::: Supplied data

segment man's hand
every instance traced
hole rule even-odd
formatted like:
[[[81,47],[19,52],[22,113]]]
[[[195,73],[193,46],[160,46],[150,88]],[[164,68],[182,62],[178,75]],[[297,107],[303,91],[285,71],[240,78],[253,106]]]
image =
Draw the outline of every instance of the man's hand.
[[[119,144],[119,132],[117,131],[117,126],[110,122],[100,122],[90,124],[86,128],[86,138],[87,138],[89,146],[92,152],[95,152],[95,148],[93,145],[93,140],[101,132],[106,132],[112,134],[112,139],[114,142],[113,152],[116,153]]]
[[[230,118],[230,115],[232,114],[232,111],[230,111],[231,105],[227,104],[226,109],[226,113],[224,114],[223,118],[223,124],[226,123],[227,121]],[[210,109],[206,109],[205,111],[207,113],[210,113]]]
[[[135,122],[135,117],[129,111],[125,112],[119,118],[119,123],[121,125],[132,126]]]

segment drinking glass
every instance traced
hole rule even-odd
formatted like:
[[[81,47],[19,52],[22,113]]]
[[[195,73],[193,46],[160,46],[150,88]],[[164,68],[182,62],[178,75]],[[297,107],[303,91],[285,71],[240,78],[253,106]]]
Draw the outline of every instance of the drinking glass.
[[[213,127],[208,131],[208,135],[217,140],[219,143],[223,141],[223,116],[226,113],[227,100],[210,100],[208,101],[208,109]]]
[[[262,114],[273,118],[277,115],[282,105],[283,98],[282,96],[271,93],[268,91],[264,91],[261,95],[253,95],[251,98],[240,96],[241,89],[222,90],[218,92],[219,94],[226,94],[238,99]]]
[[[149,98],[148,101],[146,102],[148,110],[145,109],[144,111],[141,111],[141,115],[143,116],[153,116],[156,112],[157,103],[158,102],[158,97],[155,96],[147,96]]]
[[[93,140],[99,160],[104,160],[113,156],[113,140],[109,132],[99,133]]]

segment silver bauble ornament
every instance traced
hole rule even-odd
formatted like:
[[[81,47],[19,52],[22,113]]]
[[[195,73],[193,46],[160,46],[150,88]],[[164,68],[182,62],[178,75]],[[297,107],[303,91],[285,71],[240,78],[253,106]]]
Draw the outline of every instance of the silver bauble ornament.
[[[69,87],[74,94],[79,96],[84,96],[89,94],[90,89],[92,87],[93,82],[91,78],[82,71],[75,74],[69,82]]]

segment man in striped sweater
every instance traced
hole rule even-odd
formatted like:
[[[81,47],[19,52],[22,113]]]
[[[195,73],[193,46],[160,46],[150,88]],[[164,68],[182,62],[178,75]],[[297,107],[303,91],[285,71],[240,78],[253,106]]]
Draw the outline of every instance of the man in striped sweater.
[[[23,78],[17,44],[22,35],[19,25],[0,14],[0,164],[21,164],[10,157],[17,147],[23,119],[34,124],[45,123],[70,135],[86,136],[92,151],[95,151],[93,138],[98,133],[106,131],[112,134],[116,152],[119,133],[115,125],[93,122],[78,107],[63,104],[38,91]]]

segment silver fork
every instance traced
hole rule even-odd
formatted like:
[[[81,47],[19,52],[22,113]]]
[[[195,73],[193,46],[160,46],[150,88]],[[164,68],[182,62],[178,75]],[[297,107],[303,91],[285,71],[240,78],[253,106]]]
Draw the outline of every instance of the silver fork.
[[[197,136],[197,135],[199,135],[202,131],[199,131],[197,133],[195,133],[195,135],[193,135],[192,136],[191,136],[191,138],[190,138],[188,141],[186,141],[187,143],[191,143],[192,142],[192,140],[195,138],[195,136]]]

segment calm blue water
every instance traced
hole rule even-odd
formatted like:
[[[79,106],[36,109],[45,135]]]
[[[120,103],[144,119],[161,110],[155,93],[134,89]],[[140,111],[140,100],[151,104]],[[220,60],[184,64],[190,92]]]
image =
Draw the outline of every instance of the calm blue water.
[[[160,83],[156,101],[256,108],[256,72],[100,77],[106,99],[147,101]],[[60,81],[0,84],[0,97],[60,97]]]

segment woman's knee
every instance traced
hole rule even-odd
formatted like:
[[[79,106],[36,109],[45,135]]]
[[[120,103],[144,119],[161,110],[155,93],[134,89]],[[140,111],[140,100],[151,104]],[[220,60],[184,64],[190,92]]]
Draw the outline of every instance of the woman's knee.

::::::

#### [Written problem]
Transcribe all of the items above without changing a single character.

#### [Correct result]
segment man's hand
every instance traced
hole rule even-odd
formatted like:
[[[81,47],[19,52],[22,113]]]
[[[195,73],[193,46],[160,46],[150,88]],[[164,68],[182,62],[178,75]],[[297,107],[303,91],[285,71],[240,78],[253,106]]]
image =
Draw the outline of every instance of the man's hand.
[[[119,144],[119,132],[117,131],[117,126],[110,122],[100,122],[90,124],[86,128],[86,138],[87,138],[89,146],[92,152],[95,152],[95,148],[93,145],[93,140],[101,132],[106,132],[112,134],[112,139],[114,142],[113,152],[116,153]]]
[[[230,118],[230,115],[232,114],[232,111],[230,111],[231,105],[227,104],[226,109],[226,113],[224,114],[223,118],[223,124],[226,123],[227,121]],[[210,109],[206,109],[205,111],[207,113],[210,113]]]
[[[135,122],[135,117],[129,111],[125,112],[119,118],[119,123],[121,125],[132,126]]]

segment drinking glass
every instance traced
hole rule even-odd
formatted like:
[[[81,47],[19,52],[22,113]]]
[[[195,73],[193,46],[160,46],[150,88]],[[164,68],[182,62],[178,75]],[[297,107],[303,91],[285,71],[240,78],[253,106]]]
Draw the outline of every instance of the drinking glass.
[[[213,127],[208,131],[208,135],[217,140],[219,143],[223,141],[223,116],[226,113],[227,100],[210,100],[208,101],[208,109]]]
[[[262,114],[273,118],[277,115],[282,105],[283,98],[282,96],[271,93],[268,91],[264,91],[261,95],[253,95],[251,98],[240,96],[241,89],[222,90],[218,92],[219,94],[226,94],[238,99]]]
[[[149,98],[148,101],[146,102],[148,110],[145,109],[144,111],[141,111],[141,115],[143,116],[153,116],[156,112],[157,103],[158,102],[158,97],[155,96],[147,96]]]
[[[93,140],[99,160],[104,160],[113,156],[113,140],[109,132],[99,133]]]

segment silver bauble ornament
every instance traced
hole rule even-odd
formatted like:
[[[81,47],[19,52],[22,113]]]
[[[195,73],[193,46],[160,46],[150,88]],[[164,68],[182,62],[178,75]],[[297,107],[303,91],[285,71],[240,78],[253,106]]]
Draw the outline of every instance of the silver bauble ornament.
[[[69,87],[74,94],[79,96],[84,96],[89,94],[90,89],[92,87],[93,82],[91,78],[82,71],[75,74],[69,82]]]

segment man in striped sweater
every instance traced
hole rule even-odd
formatted like:
[[[81,47],[19,52],[22,113]]]
[[[195,73],[193,46],[160,46],[150,88]],[[164,68],[182,62],[178,75]],[[297,107],[303,91],[285,71],[240,78],[253,106]]]
Draw the outline of every instance of the man in striped sweater.
[[[23,78],[17,44],[22,35],[19,25],[0,14],[0,164],[21,164],[10,157],[17,147],[23,119],[34,124],[45,123],[70,135],[86,136],[92,151],[95,151],[93,138],[98,133],[106,131],[112,134],[116,152],[119,133],[115,125],[93,122],[78,107],[63,104],[38,91]]]

segment silver fork
every instance traced
hole rule even-odd
formatted like:
[[[81,47],[19,52],[22,113]]]
[[[195,73],[193,46],[160,46],[150,88]],[[164,68],[182,62],[178,75]],[[297,107],[303,91],[285,71],[240,78],[253,106]]]
Draw the outline of every instance of the silver fork.
[[[197,136],[197,135],[199,135],[202,131],[199,131],[197,133],[195,133],[195,135],[193,135],[192,136],[191,136],[191,138],[190,138],[188,141],[186,141],[187,143],[191,143],[192,142],[192,140],[195,138],[195,136]]]

segment calm blue water
every instance traced
hole rule even-odd
formatted like:
[[[79,106],[36,109],[45,135]]]
[[[120,103],[144,119],[161,110],[155,93],[134,89]],[[140,111],[140,100],[151,104]],[[220,60],[184,64],[190,92]]]
image =
Draw the outline of every instance of the calm blue water.
[[[160,83],[156,101],[256,108],[256,72],[100,77],[106,99],[147,101]],[[60,81],[0,84],[0,97],[60,97]]]

segment woman's knee
every instance traced
hole rule even-odd
formatted like:
[[[79,106],[36,109],[45,135]]]
[[[120,103],[144,119],[161,110],[155,93],[134,89]],[[140,111],[140,100],[151,104]],[[220,60],[184,64],[190,92]]]
Draw the outline of every instance of the woman's knee.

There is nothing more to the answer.